_INPUT FOR THIS TASK_.

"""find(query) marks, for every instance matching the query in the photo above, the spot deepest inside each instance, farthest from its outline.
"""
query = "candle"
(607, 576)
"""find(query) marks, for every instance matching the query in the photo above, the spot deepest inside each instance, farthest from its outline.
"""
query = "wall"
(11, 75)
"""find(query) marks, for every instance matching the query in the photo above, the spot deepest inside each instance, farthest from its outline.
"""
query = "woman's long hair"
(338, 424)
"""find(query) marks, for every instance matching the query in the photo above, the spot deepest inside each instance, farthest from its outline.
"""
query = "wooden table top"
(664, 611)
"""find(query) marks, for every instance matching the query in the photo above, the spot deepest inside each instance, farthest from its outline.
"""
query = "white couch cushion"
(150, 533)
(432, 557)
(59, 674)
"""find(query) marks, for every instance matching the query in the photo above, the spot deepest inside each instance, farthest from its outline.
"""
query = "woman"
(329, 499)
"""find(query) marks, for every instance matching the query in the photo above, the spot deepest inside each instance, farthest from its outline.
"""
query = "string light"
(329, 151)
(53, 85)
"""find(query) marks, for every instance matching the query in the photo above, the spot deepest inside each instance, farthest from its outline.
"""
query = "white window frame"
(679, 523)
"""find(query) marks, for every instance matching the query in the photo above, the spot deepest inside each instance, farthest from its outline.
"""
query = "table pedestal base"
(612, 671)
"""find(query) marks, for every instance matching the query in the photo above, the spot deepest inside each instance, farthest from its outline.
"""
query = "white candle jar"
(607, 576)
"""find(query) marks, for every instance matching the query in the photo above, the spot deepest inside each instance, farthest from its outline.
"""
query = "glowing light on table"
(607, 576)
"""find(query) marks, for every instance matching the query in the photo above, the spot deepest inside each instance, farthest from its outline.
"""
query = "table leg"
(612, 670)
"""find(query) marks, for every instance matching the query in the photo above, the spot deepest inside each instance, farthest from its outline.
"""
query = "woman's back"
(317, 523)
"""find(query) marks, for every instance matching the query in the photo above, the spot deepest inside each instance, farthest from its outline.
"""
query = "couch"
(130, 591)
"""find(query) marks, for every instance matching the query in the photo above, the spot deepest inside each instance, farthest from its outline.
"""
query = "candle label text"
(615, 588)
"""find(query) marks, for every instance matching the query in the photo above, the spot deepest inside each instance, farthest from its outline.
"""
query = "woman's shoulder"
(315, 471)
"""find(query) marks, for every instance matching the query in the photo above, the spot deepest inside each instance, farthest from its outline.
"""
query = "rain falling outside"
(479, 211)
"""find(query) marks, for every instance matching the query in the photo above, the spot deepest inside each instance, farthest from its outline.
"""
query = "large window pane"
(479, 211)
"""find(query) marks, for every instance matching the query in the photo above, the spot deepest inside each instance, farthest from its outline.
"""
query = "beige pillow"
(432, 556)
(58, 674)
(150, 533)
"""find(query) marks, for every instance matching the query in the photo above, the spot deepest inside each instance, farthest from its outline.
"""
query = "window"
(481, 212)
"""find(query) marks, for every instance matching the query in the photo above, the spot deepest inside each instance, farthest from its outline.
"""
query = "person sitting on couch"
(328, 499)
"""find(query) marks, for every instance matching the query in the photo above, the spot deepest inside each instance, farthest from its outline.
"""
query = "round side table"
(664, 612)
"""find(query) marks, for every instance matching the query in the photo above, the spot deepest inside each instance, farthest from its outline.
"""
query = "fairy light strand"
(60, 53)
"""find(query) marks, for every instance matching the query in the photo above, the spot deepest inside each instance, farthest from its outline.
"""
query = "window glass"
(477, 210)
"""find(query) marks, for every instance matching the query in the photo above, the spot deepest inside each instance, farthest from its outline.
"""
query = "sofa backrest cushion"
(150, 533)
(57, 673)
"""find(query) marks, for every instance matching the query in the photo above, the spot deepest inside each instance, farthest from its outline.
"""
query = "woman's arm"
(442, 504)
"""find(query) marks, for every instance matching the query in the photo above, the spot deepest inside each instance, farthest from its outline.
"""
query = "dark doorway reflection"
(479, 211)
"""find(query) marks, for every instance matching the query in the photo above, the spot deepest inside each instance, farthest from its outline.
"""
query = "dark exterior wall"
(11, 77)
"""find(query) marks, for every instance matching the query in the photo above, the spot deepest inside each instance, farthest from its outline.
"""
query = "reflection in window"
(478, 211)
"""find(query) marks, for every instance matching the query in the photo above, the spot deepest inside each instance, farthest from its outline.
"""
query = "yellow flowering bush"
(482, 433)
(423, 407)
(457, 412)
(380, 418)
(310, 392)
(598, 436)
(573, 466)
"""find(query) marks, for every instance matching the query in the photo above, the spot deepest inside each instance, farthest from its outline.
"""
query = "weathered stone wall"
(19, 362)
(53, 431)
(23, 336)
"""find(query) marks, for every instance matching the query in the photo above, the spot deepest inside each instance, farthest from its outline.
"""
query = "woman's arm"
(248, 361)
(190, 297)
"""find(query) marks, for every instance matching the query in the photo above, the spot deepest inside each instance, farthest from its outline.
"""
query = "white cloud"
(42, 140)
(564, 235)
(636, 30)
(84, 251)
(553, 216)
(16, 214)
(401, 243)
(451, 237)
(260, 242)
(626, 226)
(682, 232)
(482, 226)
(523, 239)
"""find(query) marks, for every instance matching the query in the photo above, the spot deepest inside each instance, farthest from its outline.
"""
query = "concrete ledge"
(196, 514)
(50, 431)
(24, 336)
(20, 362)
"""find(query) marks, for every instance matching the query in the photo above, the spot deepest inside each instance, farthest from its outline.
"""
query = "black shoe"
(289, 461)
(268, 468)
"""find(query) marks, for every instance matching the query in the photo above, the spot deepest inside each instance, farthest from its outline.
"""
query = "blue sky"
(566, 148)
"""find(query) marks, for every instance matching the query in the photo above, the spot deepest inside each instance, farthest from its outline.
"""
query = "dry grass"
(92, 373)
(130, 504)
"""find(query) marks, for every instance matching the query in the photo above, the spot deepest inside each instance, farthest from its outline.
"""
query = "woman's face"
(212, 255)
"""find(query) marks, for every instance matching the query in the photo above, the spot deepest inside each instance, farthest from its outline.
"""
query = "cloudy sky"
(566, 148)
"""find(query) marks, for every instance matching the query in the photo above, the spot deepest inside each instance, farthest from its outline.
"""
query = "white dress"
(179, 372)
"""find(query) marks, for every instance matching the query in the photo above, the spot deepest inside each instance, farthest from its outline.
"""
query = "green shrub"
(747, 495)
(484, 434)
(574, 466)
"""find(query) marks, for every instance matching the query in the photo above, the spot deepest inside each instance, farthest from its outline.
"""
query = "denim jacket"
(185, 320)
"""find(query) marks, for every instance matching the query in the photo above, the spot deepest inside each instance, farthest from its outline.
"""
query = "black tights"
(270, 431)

_TASK_. Locate each line in the material above that contains the word "light", and copy those lines out.

_ANSWER IN FULL_.
query = "string light"
query = "glowing light on table"
query = "fairy light strand"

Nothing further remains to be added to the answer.